Directive A:
In the blog post about life in Namibia, what does the writer offer to trade for the co-worker's pumpkin fritters?
Directive B:
Carry on the blog post about life in Namibia from the point where it ends.

Text block:
● ● ●

Monday, September 15, 2008

dear dear Namibia

Dear co-worker who fed me this Sunday,

THANK YOU!!! It was amazing and I'll seriously trade you my chocolate chip cookies for your pumpkin fritters.

Gotta deal?
Dar

Dear Freezing Cold Water Showers,

I'm starting to appreciate you again. Please forgive me for the months of winter where I tried so hard to avoid you.

Glad to be friends again,
Dar

Dear Time Change,

I hate you. You’ve managed to mess up my sleep and running schedule and now I can't function right.

Cranky,
Dar

Dear Bugs,

Why oh why have you returned. Not only have I put my mosquito net down but you are still getting inside and eating me alive. Can’t we make a deal until Christmas or something?

Getting red and itchy,
Dar

Dear Mom,

I love that when you called yesterday and told me of exciting news you said “Oh, and since you won’t be here Friday….”, yes I won’t be there Friday, just like I wasn’t there last Friday or any of the Fridays for the last 11 months. I think it’s time we deal with the fact that I won’t be there for the next 14 months of Fridays either.

Very humored,
Your loving daughter : )

● ● ●

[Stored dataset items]

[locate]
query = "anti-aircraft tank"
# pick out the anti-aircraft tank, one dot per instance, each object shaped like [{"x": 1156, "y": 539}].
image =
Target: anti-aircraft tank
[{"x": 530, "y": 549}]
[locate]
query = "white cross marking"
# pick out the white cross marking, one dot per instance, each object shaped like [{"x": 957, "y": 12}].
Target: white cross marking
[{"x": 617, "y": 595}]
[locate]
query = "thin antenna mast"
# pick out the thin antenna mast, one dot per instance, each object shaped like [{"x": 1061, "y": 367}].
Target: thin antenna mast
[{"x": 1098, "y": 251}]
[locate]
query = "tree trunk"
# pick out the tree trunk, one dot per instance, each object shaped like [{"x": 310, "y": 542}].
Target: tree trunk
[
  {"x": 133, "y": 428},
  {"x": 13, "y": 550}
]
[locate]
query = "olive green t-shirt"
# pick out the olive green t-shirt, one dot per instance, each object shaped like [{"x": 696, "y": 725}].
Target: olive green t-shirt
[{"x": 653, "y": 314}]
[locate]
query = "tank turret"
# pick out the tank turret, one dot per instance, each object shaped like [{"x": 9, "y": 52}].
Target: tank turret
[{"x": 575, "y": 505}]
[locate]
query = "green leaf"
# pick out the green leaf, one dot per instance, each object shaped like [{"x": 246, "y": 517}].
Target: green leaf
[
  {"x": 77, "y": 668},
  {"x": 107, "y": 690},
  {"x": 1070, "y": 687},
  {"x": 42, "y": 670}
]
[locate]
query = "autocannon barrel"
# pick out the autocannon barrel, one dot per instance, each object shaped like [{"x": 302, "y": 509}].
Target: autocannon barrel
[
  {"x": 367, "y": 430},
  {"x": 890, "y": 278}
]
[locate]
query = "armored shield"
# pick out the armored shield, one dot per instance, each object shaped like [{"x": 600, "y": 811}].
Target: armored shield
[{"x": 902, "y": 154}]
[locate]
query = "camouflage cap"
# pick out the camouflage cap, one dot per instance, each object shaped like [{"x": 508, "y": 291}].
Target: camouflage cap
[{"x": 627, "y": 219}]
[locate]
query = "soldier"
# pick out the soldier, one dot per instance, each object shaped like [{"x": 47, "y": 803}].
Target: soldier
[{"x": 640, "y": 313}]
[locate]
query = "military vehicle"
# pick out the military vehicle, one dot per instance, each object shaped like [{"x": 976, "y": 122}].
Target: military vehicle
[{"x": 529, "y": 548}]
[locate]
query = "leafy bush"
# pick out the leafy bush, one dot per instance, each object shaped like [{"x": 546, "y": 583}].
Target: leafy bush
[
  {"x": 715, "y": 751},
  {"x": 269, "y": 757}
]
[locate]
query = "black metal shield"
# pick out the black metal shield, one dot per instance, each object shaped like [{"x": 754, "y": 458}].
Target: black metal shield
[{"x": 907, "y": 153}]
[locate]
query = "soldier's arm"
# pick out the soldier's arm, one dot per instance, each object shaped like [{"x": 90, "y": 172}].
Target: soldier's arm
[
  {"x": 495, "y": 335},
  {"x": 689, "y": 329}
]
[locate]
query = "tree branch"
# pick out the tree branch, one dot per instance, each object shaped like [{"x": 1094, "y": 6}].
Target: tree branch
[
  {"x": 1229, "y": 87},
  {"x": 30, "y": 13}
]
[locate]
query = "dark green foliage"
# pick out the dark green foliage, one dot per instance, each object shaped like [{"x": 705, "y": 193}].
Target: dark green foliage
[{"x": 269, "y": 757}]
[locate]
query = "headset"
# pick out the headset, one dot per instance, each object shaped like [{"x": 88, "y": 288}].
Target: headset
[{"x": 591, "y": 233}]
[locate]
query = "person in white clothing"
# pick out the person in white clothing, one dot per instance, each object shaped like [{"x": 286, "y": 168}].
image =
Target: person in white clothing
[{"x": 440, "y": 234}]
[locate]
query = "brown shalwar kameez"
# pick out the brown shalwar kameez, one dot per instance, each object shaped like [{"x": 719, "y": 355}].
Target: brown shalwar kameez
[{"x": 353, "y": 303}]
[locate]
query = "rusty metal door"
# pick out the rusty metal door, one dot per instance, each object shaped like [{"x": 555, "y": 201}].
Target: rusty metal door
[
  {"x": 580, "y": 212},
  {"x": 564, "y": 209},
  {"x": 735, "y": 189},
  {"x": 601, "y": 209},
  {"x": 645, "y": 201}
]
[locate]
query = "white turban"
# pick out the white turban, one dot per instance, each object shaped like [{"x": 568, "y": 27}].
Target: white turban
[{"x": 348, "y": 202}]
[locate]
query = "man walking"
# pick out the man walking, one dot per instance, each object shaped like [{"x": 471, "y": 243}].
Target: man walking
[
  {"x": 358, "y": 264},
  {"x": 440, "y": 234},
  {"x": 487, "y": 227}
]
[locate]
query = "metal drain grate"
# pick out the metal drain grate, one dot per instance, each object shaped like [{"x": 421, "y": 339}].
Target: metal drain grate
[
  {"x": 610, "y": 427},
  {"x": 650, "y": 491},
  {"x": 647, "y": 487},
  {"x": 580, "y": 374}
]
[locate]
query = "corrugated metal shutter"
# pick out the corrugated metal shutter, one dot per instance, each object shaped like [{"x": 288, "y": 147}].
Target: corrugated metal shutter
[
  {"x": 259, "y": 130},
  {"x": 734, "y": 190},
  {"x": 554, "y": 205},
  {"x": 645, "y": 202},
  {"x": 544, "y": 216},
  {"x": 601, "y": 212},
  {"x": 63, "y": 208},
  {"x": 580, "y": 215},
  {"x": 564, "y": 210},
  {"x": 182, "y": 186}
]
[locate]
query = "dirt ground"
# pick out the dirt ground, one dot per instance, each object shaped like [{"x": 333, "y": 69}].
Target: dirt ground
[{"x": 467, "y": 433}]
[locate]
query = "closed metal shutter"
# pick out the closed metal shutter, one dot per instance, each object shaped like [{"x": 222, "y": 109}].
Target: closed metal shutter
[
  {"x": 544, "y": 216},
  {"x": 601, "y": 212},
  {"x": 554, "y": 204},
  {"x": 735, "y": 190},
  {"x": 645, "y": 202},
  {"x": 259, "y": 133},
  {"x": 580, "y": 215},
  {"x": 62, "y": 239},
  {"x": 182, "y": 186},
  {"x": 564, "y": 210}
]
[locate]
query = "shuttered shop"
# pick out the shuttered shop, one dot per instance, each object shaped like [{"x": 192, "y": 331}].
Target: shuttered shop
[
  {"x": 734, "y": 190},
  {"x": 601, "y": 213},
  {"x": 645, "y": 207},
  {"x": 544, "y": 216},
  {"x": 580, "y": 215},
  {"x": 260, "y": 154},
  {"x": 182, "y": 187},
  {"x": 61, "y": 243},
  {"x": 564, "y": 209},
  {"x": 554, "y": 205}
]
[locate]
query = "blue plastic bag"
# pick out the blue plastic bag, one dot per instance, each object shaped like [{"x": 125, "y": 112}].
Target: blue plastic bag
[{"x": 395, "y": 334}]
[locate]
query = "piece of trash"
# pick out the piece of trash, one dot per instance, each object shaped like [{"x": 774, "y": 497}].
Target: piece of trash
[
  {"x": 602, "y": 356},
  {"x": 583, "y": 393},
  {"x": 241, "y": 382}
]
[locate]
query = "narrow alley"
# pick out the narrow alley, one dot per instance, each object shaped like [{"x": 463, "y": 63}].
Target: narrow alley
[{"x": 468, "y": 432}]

● ● ●

Output A:
Chocolate chip cookies.

Output B:
P.S. I joined the Peace Corps
P.P.S. Oh, but please keep the care packages coming

For those special Namiban men in my life…

Dear Security Guard,

You obviously got the point that I was a little weirded out by you and I know you understood when I asked please don’t watch me but tonight you hit a high note. As I was stretching after my run I heard something in the tree above the parking lot where I hang out and wouldn’t you know who was hanging out in the tree. It may have been late and pitch dark but your bright orange shirt gives you away. Please stop. There are so few places I can stretch and exercise without the old people watching me, why must you take away that one?

Not fooled by the monkey in the tree,
Dar

Dear Damara man who asked if he could test my vagina,

No. No sir sadly you cannot. I would also like to add that I’m really impressed by your English vocabulary but my answer is still no.

Not flattered,
Dar

Dear NamPost Employee,

I’m a little hurt that I was your second choice for a foreigner date. Maybe you could have had a shot had you not asked out the VSO first. True there is a good chance you thought she was me but still.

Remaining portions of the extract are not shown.